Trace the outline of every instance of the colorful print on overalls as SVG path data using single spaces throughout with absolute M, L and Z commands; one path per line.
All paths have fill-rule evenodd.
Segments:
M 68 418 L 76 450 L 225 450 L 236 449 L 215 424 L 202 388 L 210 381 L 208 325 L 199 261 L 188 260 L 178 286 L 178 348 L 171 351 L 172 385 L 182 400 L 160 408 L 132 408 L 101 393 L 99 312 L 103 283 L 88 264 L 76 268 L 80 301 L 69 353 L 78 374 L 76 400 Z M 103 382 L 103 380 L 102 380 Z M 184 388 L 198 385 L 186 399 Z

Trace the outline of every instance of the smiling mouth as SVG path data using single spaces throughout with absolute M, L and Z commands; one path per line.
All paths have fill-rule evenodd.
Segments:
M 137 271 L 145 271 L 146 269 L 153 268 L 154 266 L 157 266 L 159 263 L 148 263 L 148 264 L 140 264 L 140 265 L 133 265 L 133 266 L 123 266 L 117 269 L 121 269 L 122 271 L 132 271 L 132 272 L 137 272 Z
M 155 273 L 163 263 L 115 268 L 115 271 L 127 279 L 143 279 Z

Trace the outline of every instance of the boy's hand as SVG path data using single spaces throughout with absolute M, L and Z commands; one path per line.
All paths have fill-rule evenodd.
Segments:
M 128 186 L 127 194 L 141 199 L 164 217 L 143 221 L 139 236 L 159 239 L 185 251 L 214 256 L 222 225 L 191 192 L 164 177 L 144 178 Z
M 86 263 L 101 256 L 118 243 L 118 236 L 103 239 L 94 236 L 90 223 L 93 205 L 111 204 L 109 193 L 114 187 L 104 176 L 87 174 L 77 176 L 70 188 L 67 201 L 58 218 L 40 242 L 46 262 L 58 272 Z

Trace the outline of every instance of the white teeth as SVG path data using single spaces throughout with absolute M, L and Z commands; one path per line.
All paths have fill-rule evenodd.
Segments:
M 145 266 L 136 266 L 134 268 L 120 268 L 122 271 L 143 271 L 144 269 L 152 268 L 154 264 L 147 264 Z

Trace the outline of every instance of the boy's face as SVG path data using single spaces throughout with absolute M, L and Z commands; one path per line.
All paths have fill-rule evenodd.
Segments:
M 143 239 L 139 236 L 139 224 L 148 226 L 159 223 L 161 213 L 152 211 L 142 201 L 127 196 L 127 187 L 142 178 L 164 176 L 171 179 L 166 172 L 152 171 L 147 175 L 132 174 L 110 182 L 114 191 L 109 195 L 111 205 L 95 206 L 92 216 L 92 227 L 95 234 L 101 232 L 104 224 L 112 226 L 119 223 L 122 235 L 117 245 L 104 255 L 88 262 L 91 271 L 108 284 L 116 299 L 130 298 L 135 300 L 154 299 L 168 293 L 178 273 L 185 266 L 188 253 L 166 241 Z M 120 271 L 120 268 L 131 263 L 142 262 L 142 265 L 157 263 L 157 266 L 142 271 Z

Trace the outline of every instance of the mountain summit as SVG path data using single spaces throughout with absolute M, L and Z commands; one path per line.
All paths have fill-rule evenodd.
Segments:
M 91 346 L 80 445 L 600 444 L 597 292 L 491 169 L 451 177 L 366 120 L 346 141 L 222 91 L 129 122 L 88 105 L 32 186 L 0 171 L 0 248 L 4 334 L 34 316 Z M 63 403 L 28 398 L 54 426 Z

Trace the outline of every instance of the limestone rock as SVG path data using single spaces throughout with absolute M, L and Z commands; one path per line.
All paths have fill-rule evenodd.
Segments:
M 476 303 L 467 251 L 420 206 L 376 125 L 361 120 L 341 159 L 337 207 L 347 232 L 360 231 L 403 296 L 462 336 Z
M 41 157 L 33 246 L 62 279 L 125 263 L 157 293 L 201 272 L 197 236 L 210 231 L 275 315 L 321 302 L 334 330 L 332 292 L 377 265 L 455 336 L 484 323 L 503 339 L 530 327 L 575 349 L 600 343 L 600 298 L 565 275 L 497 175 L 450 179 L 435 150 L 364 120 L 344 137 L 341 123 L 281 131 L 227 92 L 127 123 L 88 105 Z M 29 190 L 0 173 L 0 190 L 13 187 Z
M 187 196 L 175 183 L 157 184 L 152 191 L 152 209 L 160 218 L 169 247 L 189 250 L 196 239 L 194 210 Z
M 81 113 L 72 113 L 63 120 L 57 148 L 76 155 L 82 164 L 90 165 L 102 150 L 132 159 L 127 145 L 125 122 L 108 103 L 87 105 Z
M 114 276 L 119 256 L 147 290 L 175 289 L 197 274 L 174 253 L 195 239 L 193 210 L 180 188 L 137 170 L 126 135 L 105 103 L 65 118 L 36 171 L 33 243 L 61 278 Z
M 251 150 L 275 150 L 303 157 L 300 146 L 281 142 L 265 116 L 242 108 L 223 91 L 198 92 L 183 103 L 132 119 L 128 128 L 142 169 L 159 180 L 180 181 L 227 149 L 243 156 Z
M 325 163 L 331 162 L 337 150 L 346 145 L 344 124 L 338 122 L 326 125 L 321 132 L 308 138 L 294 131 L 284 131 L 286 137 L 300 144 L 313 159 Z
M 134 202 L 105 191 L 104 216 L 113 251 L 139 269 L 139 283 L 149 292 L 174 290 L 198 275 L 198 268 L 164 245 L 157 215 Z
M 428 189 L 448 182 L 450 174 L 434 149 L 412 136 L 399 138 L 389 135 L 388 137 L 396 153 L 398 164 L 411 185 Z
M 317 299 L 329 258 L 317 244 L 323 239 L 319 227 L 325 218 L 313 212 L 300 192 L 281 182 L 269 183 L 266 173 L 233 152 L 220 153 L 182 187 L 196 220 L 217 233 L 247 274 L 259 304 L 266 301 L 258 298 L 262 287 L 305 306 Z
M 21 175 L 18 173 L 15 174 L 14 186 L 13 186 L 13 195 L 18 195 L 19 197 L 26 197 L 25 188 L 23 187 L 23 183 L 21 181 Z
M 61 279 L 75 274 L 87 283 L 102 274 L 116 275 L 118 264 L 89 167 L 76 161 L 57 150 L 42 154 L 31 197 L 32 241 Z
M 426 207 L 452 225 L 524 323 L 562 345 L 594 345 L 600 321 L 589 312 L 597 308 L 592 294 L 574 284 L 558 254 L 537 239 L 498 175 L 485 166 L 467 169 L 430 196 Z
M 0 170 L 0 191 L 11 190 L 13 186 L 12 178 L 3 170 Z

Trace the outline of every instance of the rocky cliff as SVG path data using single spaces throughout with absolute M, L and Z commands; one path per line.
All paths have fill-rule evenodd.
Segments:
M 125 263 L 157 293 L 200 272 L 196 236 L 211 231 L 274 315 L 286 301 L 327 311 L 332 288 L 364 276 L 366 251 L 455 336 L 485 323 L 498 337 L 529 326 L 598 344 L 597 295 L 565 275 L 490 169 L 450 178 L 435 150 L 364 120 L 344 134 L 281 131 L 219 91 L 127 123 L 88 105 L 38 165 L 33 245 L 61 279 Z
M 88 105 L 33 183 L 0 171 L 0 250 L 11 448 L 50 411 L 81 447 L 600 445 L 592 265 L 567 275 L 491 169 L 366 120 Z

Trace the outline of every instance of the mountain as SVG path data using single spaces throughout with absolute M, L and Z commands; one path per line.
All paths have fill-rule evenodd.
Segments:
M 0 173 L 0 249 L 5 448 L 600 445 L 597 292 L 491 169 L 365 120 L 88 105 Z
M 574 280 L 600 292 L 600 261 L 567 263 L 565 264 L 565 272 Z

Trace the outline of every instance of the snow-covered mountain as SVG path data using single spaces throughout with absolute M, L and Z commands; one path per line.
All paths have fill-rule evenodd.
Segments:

• **GOAL OF THE EXERCISE**
How many lines in the listing above have the word "absolute" in them? Count them and give the number alone.

• **SOLUTION FOR THIS PROBLEM**
10